**ABOUT THIS TASK**. Beneath this task are records; state how many of their lines hold the word "green", and nothing else.

**RECORDS TO USE**.
↓
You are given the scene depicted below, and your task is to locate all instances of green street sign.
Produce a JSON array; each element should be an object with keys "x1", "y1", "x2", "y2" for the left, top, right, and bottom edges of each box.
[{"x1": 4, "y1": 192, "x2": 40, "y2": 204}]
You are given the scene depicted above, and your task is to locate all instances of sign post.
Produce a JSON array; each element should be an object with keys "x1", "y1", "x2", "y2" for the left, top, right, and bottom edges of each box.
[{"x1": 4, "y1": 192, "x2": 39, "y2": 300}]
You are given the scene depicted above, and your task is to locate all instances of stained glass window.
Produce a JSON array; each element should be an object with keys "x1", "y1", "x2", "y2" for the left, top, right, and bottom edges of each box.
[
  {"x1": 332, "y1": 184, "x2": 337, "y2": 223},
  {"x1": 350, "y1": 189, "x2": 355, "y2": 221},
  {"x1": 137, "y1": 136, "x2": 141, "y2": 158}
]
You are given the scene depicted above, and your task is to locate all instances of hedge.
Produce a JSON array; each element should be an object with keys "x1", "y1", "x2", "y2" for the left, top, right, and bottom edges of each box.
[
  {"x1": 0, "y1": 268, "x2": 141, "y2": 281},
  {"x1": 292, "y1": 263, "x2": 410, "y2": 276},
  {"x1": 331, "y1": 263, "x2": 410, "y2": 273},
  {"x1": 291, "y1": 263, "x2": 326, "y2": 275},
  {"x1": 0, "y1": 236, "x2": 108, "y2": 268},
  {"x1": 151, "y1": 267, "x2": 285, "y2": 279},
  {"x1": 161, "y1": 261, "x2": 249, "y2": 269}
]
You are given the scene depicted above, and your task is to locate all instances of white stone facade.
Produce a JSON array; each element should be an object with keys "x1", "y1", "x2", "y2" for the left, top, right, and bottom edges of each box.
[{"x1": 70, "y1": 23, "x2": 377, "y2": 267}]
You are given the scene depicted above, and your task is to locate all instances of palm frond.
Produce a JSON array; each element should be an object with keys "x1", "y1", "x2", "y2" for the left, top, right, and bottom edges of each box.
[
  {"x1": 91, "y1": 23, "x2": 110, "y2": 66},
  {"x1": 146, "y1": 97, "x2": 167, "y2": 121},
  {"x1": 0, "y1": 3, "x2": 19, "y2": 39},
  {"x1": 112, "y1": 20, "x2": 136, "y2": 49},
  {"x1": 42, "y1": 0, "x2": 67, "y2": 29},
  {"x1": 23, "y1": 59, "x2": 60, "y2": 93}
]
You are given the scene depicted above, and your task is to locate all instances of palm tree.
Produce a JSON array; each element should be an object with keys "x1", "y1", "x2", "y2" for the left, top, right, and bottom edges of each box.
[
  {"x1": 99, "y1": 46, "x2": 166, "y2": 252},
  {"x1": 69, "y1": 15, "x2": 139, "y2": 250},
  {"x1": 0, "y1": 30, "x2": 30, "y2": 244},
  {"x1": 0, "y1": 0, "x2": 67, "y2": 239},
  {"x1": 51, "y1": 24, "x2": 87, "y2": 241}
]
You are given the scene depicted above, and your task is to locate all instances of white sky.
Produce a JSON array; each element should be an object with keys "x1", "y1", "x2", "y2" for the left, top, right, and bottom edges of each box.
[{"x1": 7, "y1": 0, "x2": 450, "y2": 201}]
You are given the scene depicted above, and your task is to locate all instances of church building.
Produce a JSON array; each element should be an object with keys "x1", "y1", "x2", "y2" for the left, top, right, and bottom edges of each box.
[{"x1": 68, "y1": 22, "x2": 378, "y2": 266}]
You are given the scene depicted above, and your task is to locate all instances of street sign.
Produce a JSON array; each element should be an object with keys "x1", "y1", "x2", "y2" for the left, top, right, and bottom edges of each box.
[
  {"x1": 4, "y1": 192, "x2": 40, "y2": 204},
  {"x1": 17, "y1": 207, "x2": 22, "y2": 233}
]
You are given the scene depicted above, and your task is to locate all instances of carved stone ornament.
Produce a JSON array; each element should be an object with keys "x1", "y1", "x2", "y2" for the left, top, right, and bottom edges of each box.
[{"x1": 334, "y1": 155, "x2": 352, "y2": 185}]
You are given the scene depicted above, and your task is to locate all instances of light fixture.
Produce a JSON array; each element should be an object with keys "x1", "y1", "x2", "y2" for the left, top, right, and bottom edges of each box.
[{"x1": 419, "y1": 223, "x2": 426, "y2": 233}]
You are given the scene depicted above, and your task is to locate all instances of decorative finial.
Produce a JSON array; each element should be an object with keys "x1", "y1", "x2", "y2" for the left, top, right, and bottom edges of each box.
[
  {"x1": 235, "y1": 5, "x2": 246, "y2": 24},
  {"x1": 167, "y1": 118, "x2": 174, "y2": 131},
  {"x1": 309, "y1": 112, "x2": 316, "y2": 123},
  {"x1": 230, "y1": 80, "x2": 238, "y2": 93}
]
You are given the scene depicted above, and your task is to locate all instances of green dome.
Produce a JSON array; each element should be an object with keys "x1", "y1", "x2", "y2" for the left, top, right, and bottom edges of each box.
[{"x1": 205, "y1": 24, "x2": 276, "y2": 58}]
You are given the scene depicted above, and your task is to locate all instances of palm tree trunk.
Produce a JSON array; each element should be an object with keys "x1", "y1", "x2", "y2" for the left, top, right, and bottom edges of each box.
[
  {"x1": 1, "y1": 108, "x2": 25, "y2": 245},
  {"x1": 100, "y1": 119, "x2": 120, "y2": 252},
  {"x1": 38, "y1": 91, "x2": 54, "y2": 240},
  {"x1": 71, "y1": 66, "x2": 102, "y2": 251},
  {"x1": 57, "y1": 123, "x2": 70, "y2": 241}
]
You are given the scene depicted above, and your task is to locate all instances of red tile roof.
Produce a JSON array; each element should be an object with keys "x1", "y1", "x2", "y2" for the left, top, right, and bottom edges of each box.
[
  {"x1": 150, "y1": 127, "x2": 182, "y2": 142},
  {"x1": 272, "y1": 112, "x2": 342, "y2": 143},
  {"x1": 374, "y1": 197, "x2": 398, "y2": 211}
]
↑
**EXERCISE ANSWER**. 2